◆ DIRECTIONS ◆
The records that follow are to be given again exactly. Do not carry over any image.
*****
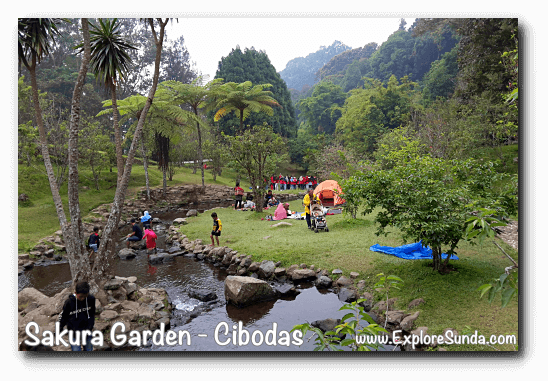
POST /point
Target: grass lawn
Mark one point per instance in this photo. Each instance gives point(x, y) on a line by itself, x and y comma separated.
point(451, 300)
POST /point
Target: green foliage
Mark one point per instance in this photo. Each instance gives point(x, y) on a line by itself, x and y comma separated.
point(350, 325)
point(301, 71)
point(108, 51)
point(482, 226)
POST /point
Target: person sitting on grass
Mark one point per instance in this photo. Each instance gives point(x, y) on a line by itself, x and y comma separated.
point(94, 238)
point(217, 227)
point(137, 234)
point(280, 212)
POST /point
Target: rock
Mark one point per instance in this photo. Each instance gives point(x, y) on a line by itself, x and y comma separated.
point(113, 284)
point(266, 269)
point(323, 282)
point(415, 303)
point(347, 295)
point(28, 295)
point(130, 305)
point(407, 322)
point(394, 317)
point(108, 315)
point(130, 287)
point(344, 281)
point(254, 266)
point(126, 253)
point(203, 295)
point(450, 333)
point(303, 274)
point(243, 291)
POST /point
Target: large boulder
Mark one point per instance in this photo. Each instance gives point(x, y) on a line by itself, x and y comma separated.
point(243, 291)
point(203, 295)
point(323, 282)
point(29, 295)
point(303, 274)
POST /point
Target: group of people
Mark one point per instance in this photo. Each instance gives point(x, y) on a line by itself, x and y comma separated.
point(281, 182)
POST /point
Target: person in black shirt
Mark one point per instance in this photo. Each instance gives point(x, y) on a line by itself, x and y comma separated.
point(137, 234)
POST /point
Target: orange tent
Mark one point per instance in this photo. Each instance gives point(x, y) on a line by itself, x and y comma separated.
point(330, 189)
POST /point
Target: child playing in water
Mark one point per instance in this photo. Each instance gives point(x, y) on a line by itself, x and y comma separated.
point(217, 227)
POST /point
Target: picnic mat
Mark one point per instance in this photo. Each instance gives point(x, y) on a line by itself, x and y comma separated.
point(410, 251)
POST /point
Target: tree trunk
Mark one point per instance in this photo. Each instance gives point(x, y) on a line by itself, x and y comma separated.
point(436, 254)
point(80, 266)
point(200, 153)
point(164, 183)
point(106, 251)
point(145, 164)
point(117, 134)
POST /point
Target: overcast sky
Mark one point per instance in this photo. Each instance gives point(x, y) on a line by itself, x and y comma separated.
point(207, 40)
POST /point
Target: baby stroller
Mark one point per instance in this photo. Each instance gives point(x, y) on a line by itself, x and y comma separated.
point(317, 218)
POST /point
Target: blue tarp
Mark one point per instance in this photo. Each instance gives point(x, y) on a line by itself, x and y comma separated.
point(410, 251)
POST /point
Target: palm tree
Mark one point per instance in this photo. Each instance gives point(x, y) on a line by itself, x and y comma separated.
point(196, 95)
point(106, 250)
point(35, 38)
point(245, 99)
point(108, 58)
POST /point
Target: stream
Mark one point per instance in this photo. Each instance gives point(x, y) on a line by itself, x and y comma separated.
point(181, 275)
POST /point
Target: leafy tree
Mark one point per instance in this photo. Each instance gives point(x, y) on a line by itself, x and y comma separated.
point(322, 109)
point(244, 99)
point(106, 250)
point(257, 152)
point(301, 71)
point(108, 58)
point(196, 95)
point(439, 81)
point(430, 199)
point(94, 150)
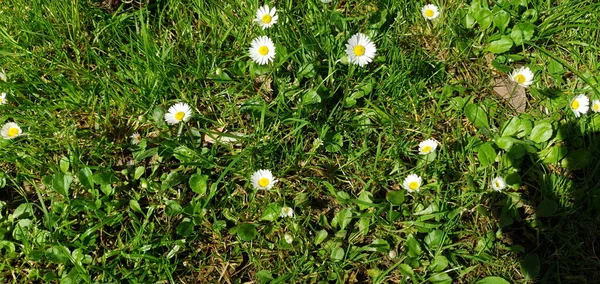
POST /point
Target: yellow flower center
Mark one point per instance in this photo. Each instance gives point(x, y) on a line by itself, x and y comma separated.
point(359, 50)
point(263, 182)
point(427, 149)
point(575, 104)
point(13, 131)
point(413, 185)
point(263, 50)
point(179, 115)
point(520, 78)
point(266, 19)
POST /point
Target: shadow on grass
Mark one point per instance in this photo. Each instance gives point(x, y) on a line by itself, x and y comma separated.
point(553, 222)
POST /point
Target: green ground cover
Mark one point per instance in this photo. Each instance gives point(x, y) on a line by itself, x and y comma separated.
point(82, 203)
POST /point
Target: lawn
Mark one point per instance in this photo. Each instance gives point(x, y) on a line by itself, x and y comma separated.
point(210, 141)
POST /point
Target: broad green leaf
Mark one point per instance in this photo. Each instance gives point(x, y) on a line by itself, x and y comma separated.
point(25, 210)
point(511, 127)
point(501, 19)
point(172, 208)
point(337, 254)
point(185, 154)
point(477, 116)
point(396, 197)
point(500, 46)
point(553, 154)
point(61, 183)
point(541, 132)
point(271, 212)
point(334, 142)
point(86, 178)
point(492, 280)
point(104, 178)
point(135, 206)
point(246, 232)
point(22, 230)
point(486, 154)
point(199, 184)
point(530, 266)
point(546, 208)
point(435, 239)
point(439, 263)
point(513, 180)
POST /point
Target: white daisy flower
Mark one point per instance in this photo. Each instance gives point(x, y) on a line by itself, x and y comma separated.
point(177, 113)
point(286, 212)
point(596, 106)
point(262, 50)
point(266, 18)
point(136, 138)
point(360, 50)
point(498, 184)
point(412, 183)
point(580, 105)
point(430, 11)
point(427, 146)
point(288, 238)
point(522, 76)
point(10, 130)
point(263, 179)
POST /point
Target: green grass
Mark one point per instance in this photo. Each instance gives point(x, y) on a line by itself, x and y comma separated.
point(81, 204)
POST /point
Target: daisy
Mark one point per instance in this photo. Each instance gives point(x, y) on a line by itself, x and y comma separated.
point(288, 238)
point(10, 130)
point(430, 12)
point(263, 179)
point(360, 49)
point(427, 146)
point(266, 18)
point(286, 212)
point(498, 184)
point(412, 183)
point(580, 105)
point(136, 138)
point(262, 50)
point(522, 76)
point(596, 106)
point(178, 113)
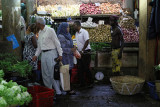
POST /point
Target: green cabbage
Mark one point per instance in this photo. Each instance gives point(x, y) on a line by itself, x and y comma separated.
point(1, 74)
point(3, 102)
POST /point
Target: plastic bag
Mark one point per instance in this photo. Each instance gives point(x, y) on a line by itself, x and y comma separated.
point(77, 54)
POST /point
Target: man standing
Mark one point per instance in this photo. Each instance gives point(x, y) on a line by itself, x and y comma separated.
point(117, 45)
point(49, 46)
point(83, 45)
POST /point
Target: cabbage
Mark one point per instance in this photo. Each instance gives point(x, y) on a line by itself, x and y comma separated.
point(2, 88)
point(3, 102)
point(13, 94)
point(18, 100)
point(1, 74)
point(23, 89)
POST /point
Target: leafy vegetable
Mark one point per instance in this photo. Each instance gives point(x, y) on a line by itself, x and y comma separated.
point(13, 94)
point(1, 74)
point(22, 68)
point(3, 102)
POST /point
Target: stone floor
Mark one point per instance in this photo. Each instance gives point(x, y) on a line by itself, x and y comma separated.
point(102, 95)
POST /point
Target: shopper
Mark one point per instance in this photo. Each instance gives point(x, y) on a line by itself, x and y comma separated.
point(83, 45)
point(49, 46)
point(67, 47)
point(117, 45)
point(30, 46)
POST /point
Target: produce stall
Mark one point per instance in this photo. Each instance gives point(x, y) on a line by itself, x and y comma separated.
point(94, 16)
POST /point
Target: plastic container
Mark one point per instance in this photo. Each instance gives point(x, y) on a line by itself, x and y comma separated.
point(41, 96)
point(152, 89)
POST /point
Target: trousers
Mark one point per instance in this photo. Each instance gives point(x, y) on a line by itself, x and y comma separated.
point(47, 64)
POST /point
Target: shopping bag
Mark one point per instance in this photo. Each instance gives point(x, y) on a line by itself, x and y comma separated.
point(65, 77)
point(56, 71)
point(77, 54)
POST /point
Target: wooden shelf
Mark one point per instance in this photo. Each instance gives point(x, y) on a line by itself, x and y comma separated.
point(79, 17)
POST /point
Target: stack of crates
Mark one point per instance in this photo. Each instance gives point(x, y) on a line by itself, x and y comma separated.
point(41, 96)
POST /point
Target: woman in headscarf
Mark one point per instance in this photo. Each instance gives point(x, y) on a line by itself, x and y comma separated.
*****
◆ TASK RESPONSE ◆
POST /point
Target: grass lawn
Mark one point per instance in this photo. Each instance gives point(x, y) on a line by itself, x and y comma separated.
point(451, 300)
POST /point
Target: green foliage
Mark one point per instance in this photo. Each instance gives point(x, y) on a line by itself, x and y comma separated.
point(350, 325)
point(301, 71)
point(108, 51)
point(482, 226)
POST /point
Target: person sitting on grass
Mark one point per instance in this photo. Each instance gives point(x, y) on a line by itself, x and y comma separated.
point(94, 238)
point(217, 227)
point(137, 234)
point(280, 212)
POST /point
Target: rock
Mark one point per instance in this photo. Each instance gives point(x, y) on a line by itself, x and y comma separated.
point(113, 284)
point(266, 269)
point(323, 282)
point(415, 303)
point(347, 295)
point(28, 295)
point(130, 305)
point(407, 322)
point(394, 317)
point(108, 315)
point(130, 287)
point(344, 281)
point(254, 266)
point(126, 253)
point(203, 295)
point(450, 333)
point(303, 274)
point(243, 291)
POST /point
Target: large boulder
Mark one point per instance in this photo. Each instance gives point(x, y) on a line by itself, x and y comma separated.
point(243, 291)
point(203, 295)
point(323, 282)
point(29, 295)
point(303, 274)
POST /point
Target: group of people
Mark one point per instance in this photo. Each instance gives point(x, y) on a line by itself, x and y comma separated.
point(281, 182)
POST /point
Target: person in black shirt
Mark one point per instance in this photo. Each instance gives point(x, y) on a line by itself, x and y comma separated.
point(137, 234)
POST /point
Target: orange tent
Mark one point per instance in this photo. Each instance gives point(x, y) on a line by itself, x and y comma separated.
point(330, 189)
POST /point
Target: child playing in water
Mark one point per instance in this photo. Each instance gives point(x, y) on a line by itself, x and y comma separated.
point(217, 227)
POST /point
Target: picnic mat
Mark one point per instance in this photo. Each instance gives point(x, y) on a line by itself, x and y comma separated.
point(410, 251)
POST /point
Target: tree trunk
Mark one point per instance in this photo. Each instance gives point(x, y) on a line by itself, x and y comma separated.
point(436, 254)
point(80, 266)
point(200, 153)
point(164, 183)
point(106, 251)
point(145, 164)
point(117, 134)
POST /point
Target: overcast sky
Mark one point per instance in this photo. Each instance gives point(x, y) on a line by itself, x and y comma separated.
point(207, 40)
POST /point
Target: baby stroller
Mark one point per instance in this photo. Each instance gives point(x, y) on a line by itself, x and y comma separated.
point(317, 218)
POST /point
Target: blue tarp
Mark one point per instance in this photo. Each instance gives point(x, y) on a line by itself, x and y comma separated.
point(410, 251)
POST /point
Target: palm tree
Mark one point per instance in this photo. Each instance gives point(x, y) on a line by itself, x and y comma separated.
point(196, 95)
point(106, 250)
point(35, 38)
point(245, 99)
point(108, 58)
POST /point
Target: stream
Mark one point per instance in this photo. Each instance gives point(x, y) on a line by itself, x and y comma separated.
point(181, 275)
POST /point
Target: leafy tree
Mark one point per instance in this photo. Each instance gives point(x, y) on a line by itself, x and y comma separated.
point(322, 109)
point(244, 99)
point(106, 250)
point(257, 152)
point(301, 71)
point(108, 58)
point(196, 95)
point(439, 81)
point(430, 199)
point(94, 150)
POST /point
Target: yellow flower center
Mark one point per instance in this photo. Each instance gives point(x, y) on a line by itself, x and y comma separated.
point(359, 50)
point(263, 182)
point(427, 149)
point(575, 104)
point(13, 131)
point(413, 185)
point(263, 50)
point(179, 115)
point(520, 78)
point(266, 19)
POST /point
Target: shadow on grass
Mark one point per instance in this photo. Each instance gives point(x, y) on a line by itself, x and y comma separated.
point(553, 222)
POST /point
Target: green ground cover
Mark one point per instance in this photo. Each instance gives point(x, y) on a line by itself, x and y comma separated.
point(82, 203)
POST /point
Target: lawn
Mark one point per instance in this photo. Each instance gives point(x, y) on a line by itself, x and y comma separated.
point(210, 141)
POST /point
Target: broad green leaf
Mark one point per instance in this photo. Each instance gives point(x, y) on a line by itself, x and y comma separated.
point(25, 210)
point(511, 127)
point(501, 19)
point(172, 208)
point(337, 254)
point(185, 154)
point(477, 116)
point(396, 197)
point(500, 46)
point(553, 154)
point(61, 183)
point(541, 132)
point(271, 212)
point(334, 142)
point(86, 178)
point(492, 280)
point(104, 178)
point(135, 206)
point(246, 232)
point(22, 230)
point(486, 154)
point(199, 184)
point(530, 266)
point(546, 208)
point(435, 239)
point(439, 263)
point(513, 180)
POST /point
Target: white daisy flower
Mark one point per instance in this photo. Each instance gives point(x, y) on a line by itself, x and y comma separated.
point(177, 113)
point(286, 212)
point(596, 106)
point(262, 50)
point(266, 18)
point(136, 138)
point(360, 50)
point(498, 184)
point(412, 183)
point(580, 105)
point(430, 11)
point(427, 146)
point(288, 238)
point(522, 76)
point(10, 130)
point(263, 179)
POST /point
Target: green grass
Mark one point per instance in this photo. Each instance gives point(x, y) on a line by itself, x and y comma separated.
point(81, 204)
POST /point
Target: daisy
Mark one point per instance in this photo. Each instance gives point(x, y) on a line by itself, x and y comma separated.
point(288, 238)
point(10, 130)
point(430, 12)
point(263, 179)
point(360, 49)
point(427, 146)
point(266, 18)
point(286, 212)
point(498, 184)
point(412, 183)
point(580, 105)
point(136, 138)
point(262, 50)
point(522, 76)
point(596, 106)
point(178, 113)
POST /point
Target: green cabbage
Mark one point per instance in this photo. Each instance gives point(x, y) on a line by itself, x and y comma separated.
point(1, 74)
point(3, 102)
POST /point
Target: plastic bag
Mark one point per instance in this photo. Each instance gives point(x, y) on a line by itself, x and y comma separated.
point(77, 54)
POST /point
Target: man standing
Mark one point per instance in this photo. Each instance gives point(x, y) on a line by itself, x and y comma separated.
point(117, 45)
point(49, 46)
point(83, 45)
POST /point
Target: cabbage
Mark one point per instance in this photo. Each instance gives point(x, y) on a line by itself, x and y comma separated.
point(2, 88)
point(3, 102)
point(13, 94)
point(18, 100)
point(1, 74)
point(23, 89)
POST /point
Target: leafy vegetable
Mark one point per instance in this photo. Each instance gives point(x, y) on a line by itself, x and y comma separated.
point(13, 94)
point(1, 74)
point(22, 68)
point(3, 102)
POST /point
Target: stone floor
Mark one point per instance in this photo. Each instance gives point(x, y) on a line by itself, x and y comma separated.
point(102, 95)
POST /point
Target: shopper
Mark one point per instance in this photo. Each instance gives point(x, y) on a line by itself, x and y comma separated.
point(83, 45)
point(49, 46)
point(67, 47)
point(117, 45)
point(30, 46)
POST /point
Target: produce stall
Mark one point per instance in this photo. Each instance gives point(x, y) on a line by itself, x and y comma separated.
point(94, 16)
POST /point
Target: plastic container
Mark one point per instance in this photo. Each instance gives point(x, y) on a line by itself, x and y comma separated.
point(41, 96)
point(152, 89)
POST /point
Target: trousers
Mark one point per instance in this photo. Each instance gives point(x, y) on a line by itself, x and y comma separated.
point(47, 64)
POST /point
Target: shopping bag
Mark one point per instance in this photo. Each instance gives point(x, y) on a line by itself, x and y comma separated.
point(65, 77)
point(56, 71)
point(77, 54)
POST /point
Target: wooden shelf
Mark one point per instance in this photo. Each instance gives point(x, y) on a line by itself, x and y comma separated.
point(79, 17)
POST /point
Target: stack of crates
Mark one point per instance in this photo. Each instance gives point(x, y) on a line by itself, x and y comma separated.
point(41, 96)
POST /point
Target: woman in headscarf
Mark one point per instance in this photo. Each instance gives point(x, y) on a line by itself, x and y comma separated.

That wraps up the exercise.